— START EXCERPTED RECORDS —
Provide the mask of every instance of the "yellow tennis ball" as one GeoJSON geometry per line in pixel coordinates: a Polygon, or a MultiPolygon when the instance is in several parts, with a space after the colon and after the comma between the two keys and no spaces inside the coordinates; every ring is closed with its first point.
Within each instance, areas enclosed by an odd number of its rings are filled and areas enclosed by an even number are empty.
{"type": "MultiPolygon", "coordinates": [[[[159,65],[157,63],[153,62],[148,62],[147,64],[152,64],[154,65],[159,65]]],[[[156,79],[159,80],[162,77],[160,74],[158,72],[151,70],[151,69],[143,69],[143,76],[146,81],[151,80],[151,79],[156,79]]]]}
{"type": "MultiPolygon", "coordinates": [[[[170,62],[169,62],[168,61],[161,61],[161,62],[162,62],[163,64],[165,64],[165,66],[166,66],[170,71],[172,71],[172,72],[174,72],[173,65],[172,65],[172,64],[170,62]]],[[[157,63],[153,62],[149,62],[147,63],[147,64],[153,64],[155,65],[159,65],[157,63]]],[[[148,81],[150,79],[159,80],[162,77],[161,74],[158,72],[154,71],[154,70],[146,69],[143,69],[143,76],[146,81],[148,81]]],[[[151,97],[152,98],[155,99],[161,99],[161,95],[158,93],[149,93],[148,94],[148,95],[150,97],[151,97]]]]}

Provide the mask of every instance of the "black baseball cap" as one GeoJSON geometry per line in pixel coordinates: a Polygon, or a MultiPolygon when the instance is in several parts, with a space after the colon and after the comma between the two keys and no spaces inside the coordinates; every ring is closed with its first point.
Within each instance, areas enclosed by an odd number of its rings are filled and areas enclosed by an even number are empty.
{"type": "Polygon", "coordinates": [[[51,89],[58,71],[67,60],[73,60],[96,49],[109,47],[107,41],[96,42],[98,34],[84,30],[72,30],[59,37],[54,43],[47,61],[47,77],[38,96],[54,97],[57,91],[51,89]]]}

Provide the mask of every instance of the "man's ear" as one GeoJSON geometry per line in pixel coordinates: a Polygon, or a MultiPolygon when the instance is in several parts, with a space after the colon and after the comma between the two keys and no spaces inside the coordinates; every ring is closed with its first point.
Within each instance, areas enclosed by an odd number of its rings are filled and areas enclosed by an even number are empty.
— END EXCERPTED RECORDS —
_SET TASK_. From the records above, pick out each line that contains the word "every" and copy those lines.

_ANSWER FOR THE TASK_.
Provide the mask of every instance of the "yellow tennis ball" as one GeoJSON geometry per line in pixel coordinates: a Polygon, or a MultiPolygon when the instance is in several parts, with a space after the colon and after the comma between the two keys and no spaces inside the coordinates; every ring is closed with its first point.
Provide the mask of every instance of the "black baseball cap" as one GeoJSON geometry per line in pixel coordinates: a Polygon, or a MultiPolygon when the instance is in several parts, with a space after the colon and after the comma between the two keys and no spaces inside the coordinates; every ring is closed with its first point.
Provide the mask of every instance of the "man's ear" as one GeoJSON geometry per line in pixel coordinates: a Polygon, or a MultiPolygon when the instance is in several parts, with a space after the colon and after the comma between the two keys and no spaces inside the coordinates; every ring is closed with its first point.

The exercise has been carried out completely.